Assim, e motivados por tudo e por todos, muitos portuenses, cada um muito mais do que uma vez, foram à net votar no melhor destino europeu para turistas: a sua própria cidade!

Eu acho que já perceberam o meu ponto. O que nós fizemos foi uma bela de uma batota, justificada pela “mui nobre” e genuína capacidade de nos transformarmos, um a um, em pedra bruta, sólida e invicta da Muralha Fernandina.

E isto é bonito. É lindo, é belo, é força e é Porto. Mas é batota. Bem, até pode dizer-se que não é batota porque os belgas também podiam ter votado em Brugges, os espanhóis em Madrid e os catalães em Barcelona, os italianos em Florença ou Veneza e até os suíços numa qualquer gruta dos Alpes, nem que para isso comprassem os votos dos emigras que lá não querem.

Foi mui nobre, mas não foi mui leal. E a nobreza do Porto sem a lealdade para com os seus próprios princípios é uma coisa que me incomoda.

Incomoda e muito, mesmo que essa lealdade não seja susceptível do mais rápido e eficaz marketing turístico. Mesmo que essa lealdade não seja compatível com o conceito de “mais valem 15 minutos de fama”.

Mesmo que essa lealdade não sirva os propósitos de políticos de algibeira (ou de mão estendida, escolham!).

Mesmo que essa lealdade não sirva as folhas de Excel para ferramenta dos agentes turísticos no terreno, cujas soluções começam a ser iguais para todos os territórios… diferentes.

Uma vitória – ou a sensação dela – entre gentes que se orgulham de vencer contra ventos e centralismos tem que ser leal para assumir-se como nobre.

__Registos apresentados__.

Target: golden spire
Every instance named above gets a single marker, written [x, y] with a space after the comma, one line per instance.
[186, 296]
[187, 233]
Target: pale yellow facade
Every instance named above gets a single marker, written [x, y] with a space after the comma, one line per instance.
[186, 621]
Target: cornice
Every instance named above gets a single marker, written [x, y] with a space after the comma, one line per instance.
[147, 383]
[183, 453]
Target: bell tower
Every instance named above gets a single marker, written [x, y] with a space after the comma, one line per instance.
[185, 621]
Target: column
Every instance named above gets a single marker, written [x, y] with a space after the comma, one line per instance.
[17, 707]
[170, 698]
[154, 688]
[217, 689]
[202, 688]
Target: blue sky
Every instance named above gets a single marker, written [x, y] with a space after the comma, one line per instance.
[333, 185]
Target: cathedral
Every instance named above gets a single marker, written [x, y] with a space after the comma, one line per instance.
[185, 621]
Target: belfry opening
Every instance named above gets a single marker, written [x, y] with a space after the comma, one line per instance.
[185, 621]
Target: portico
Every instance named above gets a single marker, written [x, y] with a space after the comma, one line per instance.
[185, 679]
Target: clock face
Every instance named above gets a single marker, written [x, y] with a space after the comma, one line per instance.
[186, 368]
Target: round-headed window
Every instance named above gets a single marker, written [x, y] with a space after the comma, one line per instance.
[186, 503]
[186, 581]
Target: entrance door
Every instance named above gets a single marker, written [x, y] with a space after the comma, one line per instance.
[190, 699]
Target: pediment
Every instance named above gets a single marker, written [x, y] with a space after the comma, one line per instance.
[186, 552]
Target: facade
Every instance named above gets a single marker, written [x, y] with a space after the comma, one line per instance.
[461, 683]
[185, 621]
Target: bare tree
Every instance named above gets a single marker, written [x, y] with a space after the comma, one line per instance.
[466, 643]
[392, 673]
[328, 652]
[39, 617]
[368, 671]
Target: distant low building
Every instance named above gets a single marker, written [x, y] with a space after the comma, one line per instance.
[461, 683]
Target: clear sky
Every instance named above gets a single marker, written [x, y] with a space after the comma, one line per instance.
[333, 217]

__Instrução escrita 1__.
No texto sobre a votação dos portuenses na internet, que título estava a ser decidido por essa votação?
__Instrução escrita 2__.
Retome o texto sobre a votação dos portuenses na sua própria cidade, continuando-o a partir da última frase.

__Resultado da tarefa 1__.
O de melhor destino europeu para turistas.

__Resultado da tarefa 2__.
E não fomos leais. Não fomos leais para com aqueles que votaram nos destinos turísticos que não eram as suas próprias cidades. E isso – nem que isso seja só uma sensação minha – não me faz vencedor de nada.

Não servirá, também, como cortina de embelezamento, que irá tapar as realidades anacrónicas de uma cidade que, institucionalmente, quase nada fez para ter o turismo que tem?

Foram, até agora, as suas gentes, as poupanças privadas e uma vontade muito própria de dar a “volta a isto” que transformaram o Porto num destino turístico. Isso e a “sorte” da presença companhias aéreas low cost.

Sim, confesso que é belíssimo ver-nos felizes, pois não conheço orgulho que brilhe tanto nos olhos como o nosso. Mas há tanto para ser feito, tanto para fazer e assegurar até um dia sermos, de facto, a escolha dos turistas e não a de nós próprios.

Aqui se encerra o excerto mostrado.